RECORDS FOR THE TASK –

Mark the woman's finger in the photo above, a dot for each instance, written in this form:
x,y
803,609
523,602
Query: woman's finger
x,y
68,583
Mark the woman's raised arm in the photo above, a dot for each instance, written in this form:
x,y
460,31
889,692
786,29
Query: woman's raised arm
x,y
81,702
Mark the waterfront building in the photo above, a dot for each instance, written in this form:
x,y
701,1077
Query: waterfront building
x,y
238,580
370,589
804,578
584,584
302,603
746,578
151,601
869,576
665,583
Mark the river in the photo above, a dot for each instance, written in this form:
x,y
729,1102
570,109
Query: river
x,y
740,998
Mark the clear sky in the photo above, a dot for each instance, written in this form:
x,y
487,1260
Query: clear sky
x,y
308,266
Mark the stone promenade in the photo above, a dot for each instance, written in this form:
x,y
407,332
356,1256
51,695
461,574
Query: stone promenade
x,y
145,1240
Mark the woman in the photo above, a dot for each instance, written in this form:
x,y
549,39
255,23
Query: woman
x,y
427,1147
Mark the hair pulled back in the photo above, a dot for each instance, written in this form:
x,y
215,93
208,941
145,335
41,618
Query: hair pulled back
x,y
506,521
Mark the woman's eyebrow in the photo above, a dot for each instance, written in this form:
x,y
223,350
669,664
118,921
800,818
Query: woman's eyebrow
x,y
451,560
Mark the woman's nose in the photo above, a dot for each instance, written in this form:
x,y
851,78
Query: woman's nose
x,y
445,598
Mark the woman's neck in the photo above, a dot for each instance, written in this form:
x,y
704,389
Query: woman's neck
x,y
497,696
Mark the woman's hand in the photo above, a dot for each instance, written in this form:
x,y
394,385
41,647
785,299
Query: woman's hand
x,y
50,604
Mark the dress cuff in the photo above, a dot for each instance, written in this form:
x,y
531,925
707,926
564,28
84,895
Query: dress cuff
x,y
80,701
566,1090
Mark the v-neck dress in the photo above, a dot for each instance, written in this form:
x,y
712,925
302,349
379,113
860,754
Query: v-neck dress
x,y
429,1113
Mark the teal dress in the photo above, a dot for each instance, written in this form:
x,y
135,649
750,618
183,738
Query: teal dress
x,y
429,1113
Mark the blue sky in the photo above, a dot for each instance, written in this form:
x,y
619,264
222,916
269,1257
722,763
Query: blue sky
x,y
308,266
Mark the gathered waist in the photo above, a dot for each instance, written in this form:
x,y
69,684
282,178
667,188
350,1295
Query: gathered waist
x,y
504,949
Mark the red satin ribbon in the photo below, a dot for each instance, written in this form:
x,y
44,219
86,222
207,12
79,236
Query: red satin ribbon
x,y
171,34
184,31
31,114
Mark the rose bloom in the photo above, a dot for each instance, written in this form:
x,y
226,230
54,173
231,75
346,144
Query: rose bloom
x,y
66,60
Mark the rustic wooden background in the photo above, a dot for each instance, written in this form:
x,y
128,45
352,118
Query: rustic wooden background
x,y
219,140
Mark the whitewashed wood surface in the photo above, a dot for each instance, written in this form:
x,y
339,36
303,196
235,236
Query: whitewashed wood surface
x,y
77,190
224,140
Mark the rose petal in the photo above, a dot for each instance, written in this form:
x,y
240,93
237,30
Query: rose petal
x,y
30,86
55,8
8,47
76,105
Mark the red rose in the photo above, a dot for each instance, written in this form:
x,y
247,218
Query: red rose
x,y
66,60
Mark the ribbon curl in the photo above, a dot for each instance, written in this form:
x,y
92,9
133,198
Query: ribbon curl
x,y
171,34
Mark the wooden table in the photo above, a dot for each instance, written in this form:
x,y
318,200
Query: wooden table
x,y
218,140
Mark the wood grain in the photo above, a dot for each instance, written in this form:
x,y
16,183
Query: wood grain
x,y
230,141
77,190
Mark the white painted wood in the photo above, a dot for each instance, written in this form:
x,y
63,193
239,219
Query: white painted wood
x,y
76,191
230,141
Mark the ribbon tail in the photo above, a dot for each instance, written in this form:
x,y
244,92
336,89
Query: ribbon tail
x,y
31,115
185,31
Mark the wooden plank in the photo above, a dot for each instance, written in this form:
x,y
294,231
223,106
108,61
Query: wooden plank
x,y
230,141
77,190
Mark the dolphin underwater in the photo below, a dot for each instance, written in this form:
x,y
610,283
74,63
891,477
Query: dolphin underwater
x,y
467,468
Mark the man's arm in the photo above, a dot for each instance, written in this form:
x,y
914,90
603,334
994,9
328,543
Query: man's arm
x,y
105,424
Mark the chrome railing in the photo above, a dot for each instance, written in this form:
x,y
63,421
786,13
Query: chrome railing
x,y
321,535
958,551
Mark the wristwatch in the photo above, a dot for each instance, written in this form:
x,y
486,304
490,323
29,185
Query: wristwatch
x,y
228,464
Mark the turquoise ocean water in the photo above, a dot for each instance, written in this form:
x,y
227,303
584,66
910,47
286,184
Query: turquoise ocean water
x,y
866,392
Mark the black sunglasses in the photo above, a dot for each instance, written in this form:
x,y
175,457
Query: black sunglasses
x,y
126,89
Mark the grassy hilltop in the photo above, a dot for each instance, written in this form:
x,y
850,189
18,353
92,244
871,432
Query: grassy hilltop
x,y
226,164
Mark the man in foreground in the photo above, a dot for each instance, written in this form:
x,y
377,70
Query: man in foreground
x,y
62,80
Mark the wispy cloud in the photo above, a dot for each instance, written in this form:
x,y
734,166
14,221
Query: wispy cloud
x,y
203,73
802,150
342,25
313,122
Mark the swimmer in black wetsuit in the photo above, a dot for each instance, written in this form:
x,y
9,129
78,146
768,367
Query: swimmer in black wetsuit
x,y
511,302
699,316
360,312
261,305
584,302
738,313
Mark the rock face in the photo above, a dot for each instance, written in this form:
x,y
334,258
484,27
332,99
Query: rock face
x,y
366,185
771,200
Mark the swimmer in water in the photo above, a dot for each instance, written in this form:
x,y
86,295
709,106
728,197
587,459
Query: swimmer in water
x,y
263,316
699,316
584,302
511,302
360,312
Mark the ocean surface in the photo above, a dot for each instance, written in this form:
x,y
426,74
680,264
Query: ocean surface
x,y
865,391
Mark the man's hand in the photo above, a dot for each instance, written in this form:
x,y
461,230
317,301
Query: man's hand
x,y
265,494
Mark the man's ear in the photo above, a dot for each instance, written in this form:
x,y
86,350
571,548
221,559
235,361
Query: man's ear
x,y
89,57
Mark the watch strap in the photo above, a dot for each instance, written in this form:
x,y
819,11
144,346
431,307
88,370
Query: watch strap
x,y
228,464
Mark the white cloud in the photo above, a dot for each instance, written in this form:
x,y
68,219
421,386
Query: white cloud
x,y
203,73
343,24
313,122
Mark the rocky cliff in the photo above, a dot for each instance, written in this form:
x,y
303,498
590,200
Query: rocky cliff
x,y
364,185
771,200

WORK TO BE COMPLETED –
Produce an exact repeat of the lines from the one containing "Mark the man's ear" through the last line of the data, and nothing more.

FINISHED EXERCISE –
Mark the man's ear in the photo above, a dot for each instance, written in this form:
x,y
86,350
571,548
221,559
235,361
Query: man's ear
x,y
89,57
Mark the watch strap in the photo above, a dot for each instance, written in this form:
x,y
819,11
144,346
431,307
88,370
Query: watch strap
x,y
228,464
Mark the white cloud in the photo above, a dot for each instance, written in this form:
x,y
68,219
421,386
Query: white cloud
x,y
203,73
343,24
313,122
Mark the rocky cliff in the photo above, a dot for each instance, written in this form:
x,y
303,498
590,200
Query: rocky cliff
x,y
364,185
771,200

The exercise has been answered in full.